■ GIVEN PROBLEM 1: Write out the whole commentary on the Tamworth by-election word for word.

I was up for Portillo in 1997. I remember his gracious speech at the count in Enfield Southgate, watched by the young and sheepish Labour candidate who had won a seat that even in that landslide had seemed safe for the Conservatives. “My first duty is to congratulate Stephen Twigg on his victory,” said the man who had been about to become Tory leader. “I think he’ll be a very good member of parliament, and I wish him well with it.”

Contrast that with the shameful and cowardly way the defeated Conservative by-election candidate in Tamworth skulked off without a word in the early hours of Friday morning. Andrew Cooper left the stage immediately after the results were announced, without waiting to hear the successful candidate’s speech.

We are witnessing the breakdown of discipline in an army in retreat. Cooper had already made his contribution to the lowering of standards in public life. One of the issues in the Tamworth campaign was a three-year-old social media post of his, in which he suggested that people who claim not to be able to feed their children but who can afford Sky TV should “f*** off”.

This was in Tamworth: the birthplace of the Conservative Party, the home of the Tamworth manifesto issued by Sir Robert Peel in 1834, which not only set out the principles to which the party adheres, but which codified the idea of the mandate, essential to the working of popular democracy.

There were mutterings among local Tories after the defeat in Tamworth that Cooper had somehow avoided the full rigours of candidate selection, which meant that the party “failed to pick up their concerns about his electability”. I suspect that the real problem was that the Tories could not persuade a high-quality candidate to stand, because even if they had held the seat, the winner would have been an MP for only a few months.

The Tamworth party has already selected a candidate for the general election: Eddie Hughes, the MP for Walsall North, whose seat is to be abolished in the boundary review. Hughes could not have fought the by-election without giving up his Walsall North seat and causing another by-election there, so a stop-gap candidate had to be found. Thus Cooper was drafted and failed to fulfil the confident prediction of a woman on TikTok who appears to be his wife that he was the next MP for Tamworth – “and I always get what I want because I’m that kind of a girl”.

The failings of a by-election candidate are part of a bigger question: one of how the Conservative Party approaches the prospect of defeat in a general election, and how it handles itself if it is actually defeated.

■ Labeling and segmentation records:
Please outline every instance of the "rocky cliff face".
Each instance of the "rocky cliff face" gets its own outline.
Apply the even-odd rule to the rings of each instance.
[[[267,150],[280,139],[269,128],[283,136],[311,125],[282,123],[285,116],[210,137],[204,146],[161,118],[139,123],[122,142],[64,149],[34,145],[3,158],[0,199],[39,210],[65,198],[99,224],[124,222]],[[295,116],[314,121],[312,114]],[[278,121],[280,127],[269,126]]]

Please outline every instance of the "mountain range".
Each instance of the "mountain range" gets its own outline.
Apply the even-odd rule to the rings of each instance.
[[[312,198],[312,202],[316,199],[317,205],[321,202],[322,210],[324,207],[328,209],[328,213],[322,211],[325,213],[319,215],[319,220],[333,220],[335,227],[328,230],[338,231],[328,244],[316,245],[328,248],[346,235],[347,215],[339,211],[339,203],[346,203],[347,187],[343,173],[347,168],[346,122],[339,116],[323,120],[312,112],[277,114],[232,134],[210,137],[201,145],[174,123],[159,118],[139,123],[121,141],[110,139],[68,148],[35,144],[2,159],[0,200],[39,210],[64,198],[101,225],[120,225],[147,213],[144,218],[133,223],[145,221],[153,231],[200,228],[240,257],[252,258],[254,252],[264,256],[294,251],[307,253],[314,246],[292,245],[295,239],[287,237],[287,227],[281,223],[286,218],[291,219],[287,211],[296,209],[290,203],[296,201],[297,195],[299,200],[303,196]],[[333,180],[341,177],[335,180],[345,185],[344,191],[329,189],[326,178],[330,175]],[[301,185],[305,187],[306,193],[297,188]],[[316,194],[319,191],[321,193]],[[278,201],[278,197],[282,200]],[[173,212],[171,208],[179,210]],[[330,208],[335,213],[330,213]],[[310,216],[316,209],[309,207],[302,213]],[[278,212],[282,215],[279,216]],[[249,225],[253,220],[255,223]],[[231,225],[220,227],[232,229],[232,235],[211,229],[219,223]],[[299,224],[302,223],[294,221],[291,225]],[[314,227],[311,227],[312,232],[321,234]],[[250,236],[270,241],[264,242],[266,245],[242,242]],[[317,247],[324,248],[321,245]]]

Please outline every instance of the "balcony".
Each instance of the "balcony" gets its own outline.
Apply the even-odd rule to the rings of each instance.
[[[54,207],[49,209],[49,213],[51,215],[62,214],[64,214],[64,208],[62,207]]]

■ GIVEN PROBLEM 2: Locate each line of the records containing the string "balcony" and reproduce those lines unchanged.

■ TASK ANSWER 1:
I was up for Portillo in 1997. I remember his gracious speech at the count in Enfield Southgate, watched by the young and sheepish Labour candidate who had won a seat that even in that landslide had seemed safe for the Conservatives. “My first duty is to congratulate Stephen Twigg on his victory,” said the man who had been about to become Tory leader. “I think he’ll be a very good member of parliament, and I wish him well with it.”

Contrast that with the shameful and cowardly way the defeated Conservative by-election candidate in Tamworth skulked off without a word in the early hours of Friday morning. Andrew Cooper left the stage immediately after the results were announced, without waiting to hear the successful candidate’s speech.

We are witnessing the breakdown of discipline in an army in retreat. Cooper had already made his contribution to the lowering of standards in public life. One of the issues in the Tamworth campaign was a three-year-old social media post of his, in which he suggested that people who claim not to be able to feed their children but who can afford Sky TV should “f*** off”.

This was in Tamworth: the birthplace of the Conservative Party, the home of the Tamworth manifesto issued by Sir Robert Peel in 1834, which not only set out the principles to which the party adheres, but which codified the idea of the mandate, essential to the working of popular democracy.

There were mutterings among local Tories after the defeat in Tamworth that Cooper had somehow avoided the full rigours of candidate selection, which meant that the party “failed to pick up their concerns about his electability”. I suspect that the real problem was that the Tories could not persuade a high-quality candidate to stand, because even if they had held the seat, the winner would have been an MP for only a few months.

The Tamworth party has already selected a candidate for the general election: Eddie Hughes, the MP for Walsall North, whose seat is to be abolished in the boundary review. Hughes could not have fought the by-election without giving up his Walsall North seat and causing another by-election there, so a stop-gap candidate had to be found. Thus Cooper was drafted and failed to fulfil the confident prediction of a woman on TikTok who appears to be his wife that he was the next MP for Tamworth – “and I always get what I want because I’m that kind of a girl”.

The failings of a by-election candidate are part of a bigger question: one of how the Conservative Party approaches the prospect of defeat in a general election, and how it handles itself if it is actually defeated.

■ TASK ANSWER 2:
Please outline every instance of the "balcony".
Each instance of the "balcony" gets its own outline.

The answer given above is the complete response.